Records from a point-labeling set
***

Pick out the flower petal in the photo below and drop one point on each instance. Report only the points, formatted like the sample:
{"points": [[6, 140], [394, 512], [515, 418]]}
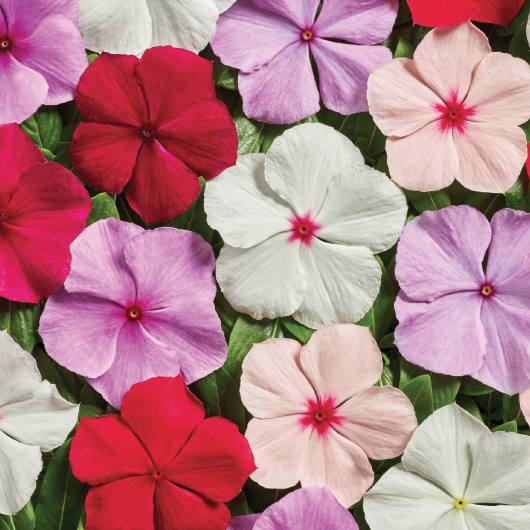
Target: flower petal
{"points": [[362, 208], [241, 192], [215, 462], [123, 26], [303, 161], [440, 449], [273, 384], [249, 37], [343, 72], [283, 91], [105, 450], [45, 419], [342, 283], [20, 465], [346, 345], [399, 100], [163, 413], [380, 421], [446, 336], [265, 281]]}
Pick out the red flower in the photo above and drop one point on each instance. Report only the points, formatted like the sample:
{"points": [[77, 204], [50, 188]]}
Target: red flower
{"points": [[43, 208], [152, 125], [453, 12], [161, 465]]}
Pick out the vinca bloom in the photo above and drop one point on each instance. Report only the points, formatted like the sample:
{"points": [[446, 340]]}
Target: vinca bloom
{"points": [[301, 225], [454, 317], [453, 113], [43, 208], [272, 43], [137, 304], [317, 419], [153, 126], [42, 55], [303, 509], [160, 465]]}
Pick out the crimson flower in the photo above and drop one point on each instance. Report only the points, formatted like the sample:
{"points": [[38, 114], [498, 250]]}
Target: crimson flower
{"points": [[153, 125], [161, 465], [43, 208]]}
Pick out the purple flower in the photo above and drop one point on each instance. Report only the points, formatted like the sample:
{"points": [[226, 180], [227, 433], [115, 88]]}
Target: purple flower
{"points": [[137, 304], [303, 509], [42, 55], [271, 42], [454, 318]]}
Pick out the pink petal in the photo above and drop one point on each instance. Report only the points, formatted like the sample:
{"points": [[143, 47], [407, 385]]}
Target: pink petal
{"points": [[400, 101], [283, 91], [446, 336], [249, 37], [491, 155], [343, 73], [443, 66], [425, 160], [350, 347], [380, 421], [273, 384]]}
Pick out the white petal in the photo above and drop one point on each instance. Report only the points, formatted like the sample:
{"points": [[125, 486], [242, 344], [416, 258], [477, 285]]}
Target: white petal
{"points": [[20, 466], [242, 206], [265, 281], [302, 162], [19, 375], [45, 419], [363, 207], [440, 448], [405, 501], [342, 283], [187, 24], [501, 470], [117, 26]]}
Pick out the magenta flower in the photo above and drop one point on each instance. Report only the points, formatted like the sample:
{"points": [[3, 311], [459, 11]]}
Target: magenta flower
{"points": [[454, 318], [272, 41], [303, 509], [137, 304], [42, 55]]}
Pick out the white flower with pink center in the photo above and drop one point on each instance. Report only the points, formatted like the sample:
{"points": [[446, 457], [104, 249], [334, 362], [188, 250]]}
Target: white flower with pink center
{"points": [[317, 417], [301, 225]]}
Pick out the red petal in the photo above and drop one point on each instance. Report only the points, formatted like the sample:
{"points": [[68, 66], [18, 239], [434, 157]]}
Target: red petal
{"points": [[108, 91], [105, 155], [17, 153], [162, 412], [162, 186], [204, 137], [124, 504], [178, 509], [105, 449], [215, 462], [47, 211], [173, 79]]}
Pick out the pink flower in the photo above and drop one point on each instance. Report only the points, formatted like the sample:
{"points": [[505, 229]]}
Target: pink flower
{"points": [[453, 113], [43, 208], [317, 417], [42, 55]]}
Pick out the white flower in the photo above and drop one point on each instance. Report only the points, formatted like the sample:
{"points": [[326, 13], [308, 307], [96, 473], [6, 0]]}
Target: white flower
{"points": [[301, 225], [455, 475], [33, 417], [133, 26]]}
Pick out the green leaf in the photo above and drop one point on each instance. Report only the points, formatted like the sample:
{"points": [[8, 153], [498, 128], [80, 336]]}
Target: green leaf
{"points": [[21, 321], [44, 128], [419, 392], [23, 520], [62, 496], [103, 207]]}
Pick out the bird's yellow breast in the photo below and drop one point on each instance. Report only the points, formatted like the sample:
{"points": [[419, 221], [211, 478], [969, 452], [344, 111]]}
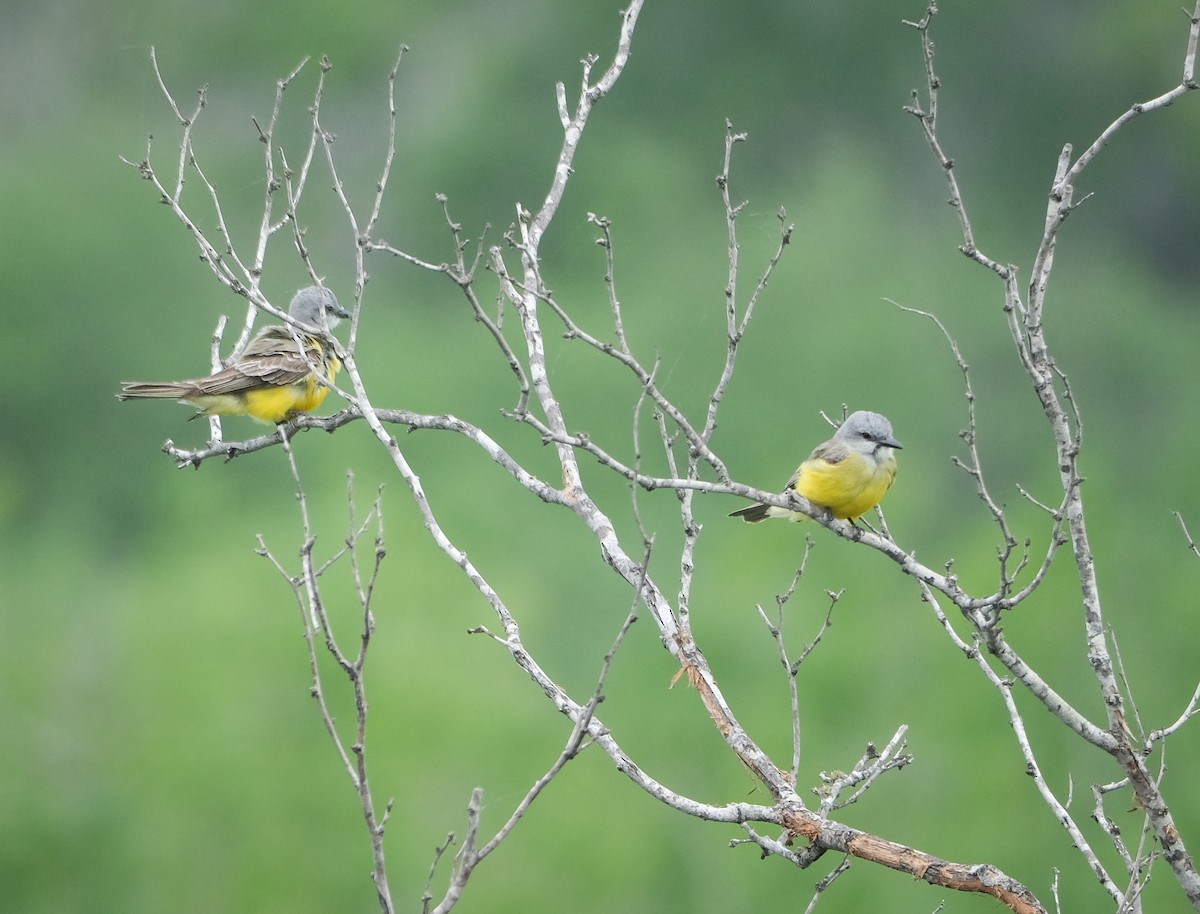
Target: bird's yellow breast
{"points": [[277, 404], [850, 487], [271, 403]]}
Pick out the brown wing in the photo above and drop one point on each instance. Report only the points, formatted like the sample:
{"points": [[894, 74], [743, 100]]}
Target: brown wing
{"points": [[271, 360], [831, 451]]}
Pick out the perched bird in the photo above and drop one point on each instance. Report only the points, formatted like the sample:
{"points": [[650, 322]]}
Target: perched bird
{"points": [[849, 474], [276, 377]]}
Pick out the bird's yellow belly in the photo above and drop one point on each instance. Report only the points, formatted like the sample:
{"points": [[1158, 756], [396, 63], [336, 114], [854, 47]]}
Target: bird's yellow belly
{"points": [[277, 404], [849, 488]]}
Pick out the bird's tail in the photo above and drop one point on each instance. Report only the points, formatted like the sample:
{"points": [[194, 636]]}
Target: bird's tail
{"points": [[167, 390], [754, 513]]}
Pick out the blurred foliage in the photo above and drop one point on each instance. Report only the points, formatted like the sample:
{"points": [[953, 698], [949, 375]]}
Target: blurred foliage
{"points": [[161, 751]]}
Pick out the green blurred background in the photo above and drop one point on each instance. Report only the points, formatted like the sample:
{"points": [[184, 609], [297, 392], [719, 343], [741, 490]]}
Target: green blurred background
{"points": [[161, 750]]}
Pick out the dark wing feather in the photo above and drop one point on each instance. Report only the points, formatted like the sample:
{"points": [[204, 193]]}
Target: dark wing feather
{"points": [[271, 360]]}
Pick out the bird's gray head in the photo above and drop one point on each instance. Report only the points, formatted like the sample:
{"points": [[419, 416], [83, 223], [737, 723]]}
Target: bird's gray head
{"points": [[317, 307], [869, 433]]}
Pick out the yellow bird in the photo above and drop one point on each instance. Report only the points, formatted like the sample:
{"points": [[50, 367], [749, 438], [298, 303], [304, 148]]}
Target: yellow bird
{"points": [[281, 373], [849, 474]]}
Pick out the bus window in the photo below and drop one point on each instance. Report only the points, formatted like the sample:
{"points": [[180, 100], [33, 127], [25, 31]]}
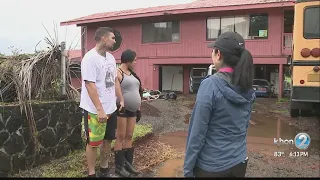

***

Please gather every line above that contains the word "green". Case counts.

Pick out the green leaf in the photo above and drop one point on each instance. Report only the points, formatted like the sample:
Target: green leaf
Pick out the green blurred background in the photo above and drop one point on each instance. Report only the points, formatted like the sample:
Target: green blurred background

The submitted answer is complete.